Senior Manager, Site Reliability Engineering (SRE)

Confirmed live in the last 24 hours

SolarWinds

Bangalore, India

On-site

Posted April 5, 2026

Job Description

At SolarWinds, we’re a people-first company. Our purpose is to enrich the lives of the people we serve—including our employees, customers, shareholders, partners, and communities. Join us in our mission to help customers accelerate business transformation with simple, powerful, and secure solutions.

The ideal candidate thrives in an innovative, fast-paced environment and is collaborative, accountable, ready, and empathetic. We’re looking for individuals who believe they can accomplish more as a team and create lasting growth for themselves and others. We hire based on attitude, competency, and commitment. Solarians are ready to advance our world-class solutions in a fast-paced environment and accept the challenge to lead with purpose. If you’re looking to build your career with an exceptional team, you’ve come to the right place. Join SolarWinds and grow with us!

Role Overview:

SolarWinds is looking for a Senior Manager, Site Reliability Engineering (SRE) to lead reliability, scalability, and operational excellence for large-scale, cloud-native, data-intensive SaaS platforms.

[Records excerpted from a collection]
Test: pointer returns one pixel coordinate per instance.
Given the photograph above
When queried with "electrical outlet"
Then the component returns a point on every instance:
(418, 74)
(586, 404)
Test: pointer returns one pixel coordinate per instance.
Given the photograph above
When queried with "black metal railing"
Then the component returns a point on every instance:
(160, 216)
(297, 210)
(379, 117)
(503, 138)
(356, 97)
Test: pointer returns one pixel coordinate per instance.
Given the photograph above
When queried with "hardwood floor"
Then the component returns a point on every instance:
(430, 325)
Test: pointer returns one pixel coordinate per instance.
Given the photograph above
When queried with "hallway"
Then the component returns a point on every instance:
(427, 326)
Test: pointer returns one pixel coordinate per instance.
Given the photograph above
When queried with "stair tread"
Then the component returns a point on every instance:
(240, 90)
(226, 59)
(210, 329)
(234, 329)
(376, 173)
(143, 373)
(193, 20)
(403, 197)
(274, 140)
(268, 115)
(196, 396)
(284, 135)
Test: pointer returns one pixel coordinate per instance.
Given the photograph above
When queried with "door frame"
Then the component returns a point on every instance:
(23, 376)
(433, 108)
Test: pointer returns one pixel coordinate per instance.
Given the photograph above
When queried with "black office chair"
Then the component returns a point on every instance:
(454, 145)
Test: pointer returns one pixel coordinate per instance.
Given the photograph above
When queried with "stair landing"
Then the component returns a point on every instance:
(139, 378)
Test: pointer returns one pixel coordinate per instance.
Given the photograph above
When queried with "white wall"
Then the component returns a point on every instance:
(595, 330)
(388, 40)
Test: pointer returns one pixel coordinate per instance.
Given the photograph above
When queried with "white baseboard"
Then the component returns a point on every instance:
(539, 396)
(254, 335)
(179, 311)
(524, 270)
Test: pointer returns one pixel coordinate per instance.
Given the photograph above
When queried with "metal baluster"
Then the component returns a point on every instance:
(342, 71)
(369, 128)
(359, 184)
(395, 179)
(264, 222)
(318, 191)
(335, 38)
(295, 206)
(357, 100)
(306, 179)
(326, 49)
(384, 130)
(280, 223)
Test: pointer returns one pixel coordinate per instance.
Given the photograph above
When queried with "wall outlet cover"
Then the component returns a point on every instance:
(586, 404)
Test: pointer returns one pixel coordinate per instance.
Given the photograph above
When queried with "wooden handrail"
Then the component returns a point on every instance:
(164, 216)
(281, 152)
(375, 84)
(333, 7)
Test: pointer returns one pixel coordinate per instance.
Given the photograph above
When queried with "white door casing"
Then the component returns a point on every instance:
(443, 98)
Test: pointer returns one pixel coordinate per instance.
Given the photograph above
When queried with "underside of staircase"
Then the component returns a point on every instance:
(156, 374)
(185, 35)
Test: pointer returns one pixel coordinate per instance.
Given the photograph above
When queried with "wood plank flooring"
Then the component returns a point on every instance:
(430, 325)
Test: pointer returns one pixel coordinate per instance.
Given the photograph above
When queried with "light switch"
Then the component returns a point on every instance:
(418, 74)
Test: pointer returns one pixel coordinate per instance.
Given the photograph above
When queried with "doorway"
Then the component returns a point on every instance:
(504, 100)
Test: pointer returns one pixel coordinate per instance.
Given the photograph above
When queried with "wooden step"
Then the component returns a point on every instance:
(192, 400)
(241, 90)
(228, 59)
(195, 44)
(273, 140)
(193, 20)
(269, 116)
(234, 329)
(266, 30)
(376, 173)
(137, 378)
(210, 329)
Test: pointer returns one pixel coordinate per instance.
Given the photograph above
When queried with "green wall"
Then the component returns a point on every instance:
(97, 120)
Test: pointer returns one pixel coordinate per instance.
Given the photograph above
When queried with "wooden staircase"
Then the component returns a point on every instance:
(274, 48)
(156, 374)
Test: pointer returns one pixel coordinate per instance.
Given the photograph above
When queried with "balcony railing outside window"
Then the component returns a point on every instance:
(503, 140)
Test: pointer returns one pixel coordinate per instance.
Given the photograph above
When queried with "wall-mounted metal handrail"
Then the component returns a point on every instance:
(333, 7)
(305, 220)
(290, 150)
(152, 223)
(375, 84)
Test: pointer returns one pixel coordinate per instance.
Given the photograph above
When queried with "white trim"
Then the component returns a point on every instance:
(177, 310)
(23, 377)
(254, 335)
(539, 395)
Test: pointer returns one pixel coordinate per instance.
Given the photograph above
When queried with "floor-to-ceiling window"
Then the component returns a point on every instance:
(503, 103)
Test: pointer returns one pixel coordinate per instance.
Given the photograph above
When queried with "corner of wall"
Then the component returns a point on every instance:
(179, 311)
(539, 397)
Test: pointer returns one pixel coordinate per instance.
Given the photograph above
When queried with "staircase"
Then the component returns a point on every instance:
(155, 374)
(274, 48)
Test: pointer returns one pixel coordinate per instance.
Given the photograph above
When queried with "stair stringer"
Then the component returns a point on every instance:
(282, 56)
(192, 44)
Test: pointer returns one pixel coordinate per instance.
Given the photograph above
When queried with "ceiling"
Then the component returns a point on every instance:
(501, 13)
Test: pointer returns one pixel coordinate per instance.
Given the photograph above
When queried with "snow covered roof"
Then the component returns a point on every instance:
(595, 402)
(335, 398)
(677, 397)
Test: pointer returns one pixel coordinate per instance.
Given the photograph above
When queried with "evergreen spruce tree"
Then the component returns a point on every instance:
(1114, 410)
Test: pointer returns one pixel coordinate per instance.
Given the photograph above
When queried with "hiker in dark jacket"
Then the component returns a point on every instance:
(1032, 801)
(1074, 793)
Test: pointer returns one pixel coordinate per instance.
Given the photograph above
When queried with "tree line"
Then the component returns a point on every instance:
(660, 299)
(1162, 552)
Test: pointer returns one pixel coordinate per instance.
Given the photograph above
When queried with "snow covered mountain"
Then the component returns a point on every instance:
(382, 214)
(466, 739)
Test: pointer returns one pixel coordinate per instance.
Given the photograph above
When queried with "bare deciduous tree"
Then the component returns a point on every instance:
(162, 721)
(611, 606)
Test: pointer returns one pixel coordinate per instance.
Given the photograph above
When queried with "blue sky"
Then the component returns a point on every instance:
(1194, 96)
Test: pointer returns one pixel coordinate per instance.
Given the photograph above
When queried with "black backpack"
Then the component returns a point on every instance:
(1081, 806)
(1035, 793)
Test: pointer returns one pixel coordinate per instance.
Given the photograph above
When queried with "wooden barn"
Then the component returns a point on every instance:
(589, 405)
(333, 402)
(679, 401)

■ Complete the following ■
a: In the job posting, what city and country is the role based in?
b: Please gather every line of the records that contains the string "outlet". Case counts.

■ Completed exercise ■
a: Bangalore, India

b:
When queried with "electrical outlet"
When queried with "wall outlet cover"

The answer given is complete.